| Reading passage |

○ ○ ○ ○ ○

You may have come across freelancers who advertise that they are available “24/7/365,” but if you try to get hold of them, you’ll realize that it’s just a marketing gimmick. I wonder about the consequences of advertising that way; clients will quickly realize that you don’t keep your promises. If they can’t even get a hold of you during business hours, they’ll begin to mistrust you.
I agree that freelancers are privileged to manage themselves and choose their own working hours, but let’s face it, clients usually work during regular business hours, and they’re the ones who freelancers answer to and get paid by. So, be available during business hours. There are so many good reasons to do so. Potential clients are likely to reach out during these hours, and follow-ups for an ongoing project will probably be discussed then as well.
What You Need to Do:
Reasonable accessibility will bring clients to you; they’ll appreciate that you are not just trying to win brownie points and instead are a professional with thorough, concrete policies.
Freelancing demands that you sometimes work erratic hours, usually on multiple projects at the same time. Working on more than one project and working late to finish an overdue project are not good enough excuses for clients.
Clients rely on you to fulfill the promises in your contract, and one mishap could ruin your reputation and end the business relationship that you’ve worked so hard for.
If you have promised that a project proposal will be presented by the end of the day, make good. The project might not be as significant for you as it is for your client, but keep your word, however small the commitment.
Make up a schedule to organize your time, and only agree to as much work as you can handle. Keep a checklist handy for all the projects you’re working on, and list their deadlines.
A client invariably wants to work with someone who is an expert, a master of their art, someone who exudes confidence and is personable and reliable. These considerations often trump demographic and geographic boundaries. Clients go through a number of portfolios before closing in on a freelancer. Usually, a number of filters and screening stages lead up to the signing of a contract.
The most important difference between a successful and an unsuccessful freelancer is that the former pays adequate attention to every detail. It shows professionalism and expertise. Here are a few aspects of the business that should not be overlooked:
Communications: In every email you send, carefully consider your choice of words, signature, portfolio and contact details. Stay in regular contact, and answer the phone during scheduled hours.
Portfolio: Your portfolio should be professional and well thought out. A good one is like a promotional kit and includes samples of your masterpieces.
Being personable: Pay special attention to your speech and language, and work on them. Be confident while talking to prospective clients by phone. Don’t allow distractions while you’re on the phone.

○ ○ ○ ○ ○

| Given information |

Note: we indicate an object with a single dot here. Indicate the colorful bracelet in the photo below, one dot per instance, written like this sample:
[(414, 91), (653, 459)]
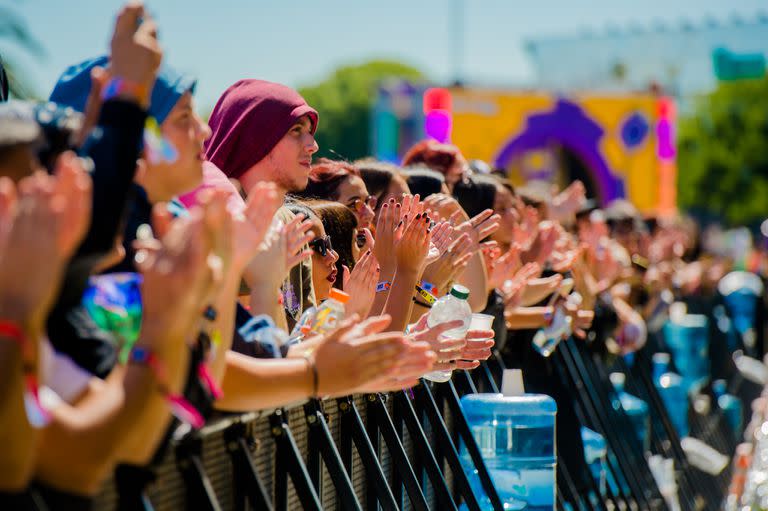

○ ○ ○ ○ ○

| Exercises to complete |
• a. In the freelancing advice, what is a good portfolio compared to?
• b. Pick up the freelancing advice after its final sentence and keep writing it.

| Answer list |
• a. A promotional kit.

• b.
Quality work: Don’t compromise on quality, even if you have to ask for a deadline extension. Offer clients more than just the work; offer excellent service as well.
Many other details might require your attention as well. Give them sufficient attention, and you could see an increase in your client base.
Let’s look at a hypothetical conversation between a client and a freelancer.
The client says, “I want a high-end, flashy website, with a lot of images and video.” “Absolutely,” replies the designer. Then the client says, “I want you to know that we have a limited budget, and we need the website up in ten days. Do you think that will work out?” The designer replies, “That should not be a problem at all.”
What do you think is in store for the client and the designer over the next 10 days?
No prizes for guessing, but the designer is an amateur or has been out of work for some time. The client is a layman as far as web design goes; their expectations are unrealistic.
You’re an expert, though, so you feel for this client. In fact, you’ve come across many with similar requests. Your responsibility is not simply to agree to everything the client asks; you must also educate the client about the feasibility of the project.
Ask about the details of the project and the objectives of the client. Our hypothetical designer could have humbly conveyed to the client that the website might become overloaded with pictures and video, and that finishing such a website in such a short time is unrealistic. Also, budget is obviously an important factor in creating a flashy website.
The moral of the story? Be respectful, and educate the client in the practical aspects of design and development. The client looks to you for that knowledge, so don’t be afraid to discuss their ideas frankly and answer their inquiries clearly.
I have done my bit, and you’re sure to benefit if you follow these tips. It’s time for you to add your own to the list. Many other lists have been written on other blogs; these points are meant to help you focus your freelancing career on increasing business and achieving success.